▸ **AIM OF THE EXERCISE**
Report each line in the entries below that contains the string "green".

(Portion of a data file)
<<<<

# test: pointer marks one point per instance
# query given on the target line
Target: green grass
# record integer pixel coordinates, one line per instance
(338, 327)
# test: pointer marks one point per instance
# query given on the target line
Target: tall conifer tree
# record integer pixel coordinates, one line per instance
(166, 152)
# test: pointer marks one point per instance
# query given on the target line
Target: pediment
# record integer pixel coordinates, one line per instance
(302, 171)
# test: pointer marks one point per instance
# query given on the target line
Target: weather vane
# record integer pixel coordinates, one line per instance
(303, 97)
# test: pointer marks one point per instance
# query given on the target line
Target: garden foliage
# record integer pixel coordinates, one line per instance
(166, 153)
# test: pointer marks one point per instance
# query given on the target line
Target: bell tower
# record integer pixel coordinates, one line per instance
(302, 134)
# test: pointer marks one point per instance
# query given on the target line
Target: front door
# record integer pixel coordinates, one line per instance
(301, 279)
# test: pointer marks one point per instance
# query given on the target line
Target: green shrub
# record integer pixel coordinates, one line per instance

>>>>
<<<<

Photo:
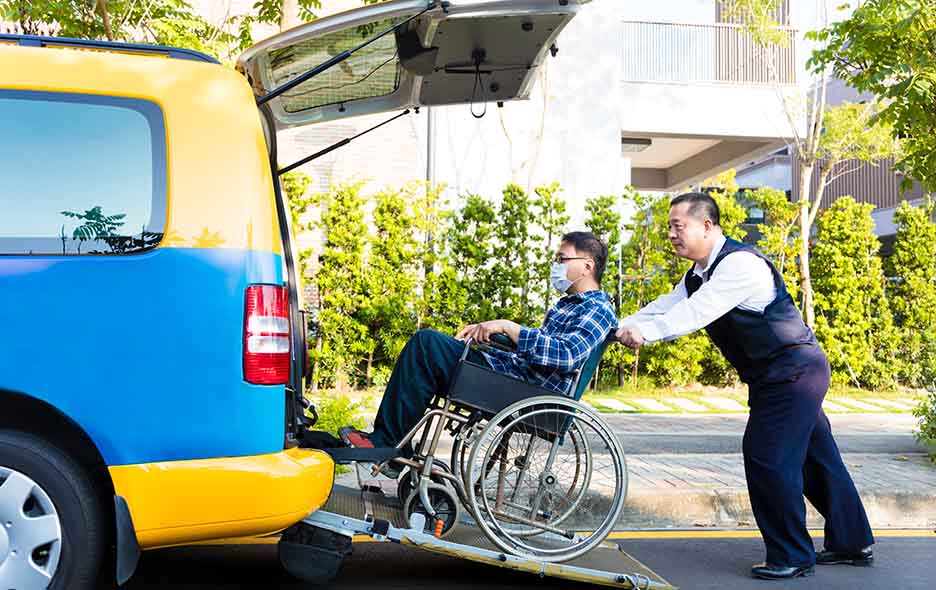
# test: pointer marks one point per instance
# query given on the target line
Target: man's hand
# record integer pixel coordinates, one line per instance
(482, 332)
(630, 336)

>>>>

▸ **TASK SOLUTION**
Target: green grass
Target: green shrub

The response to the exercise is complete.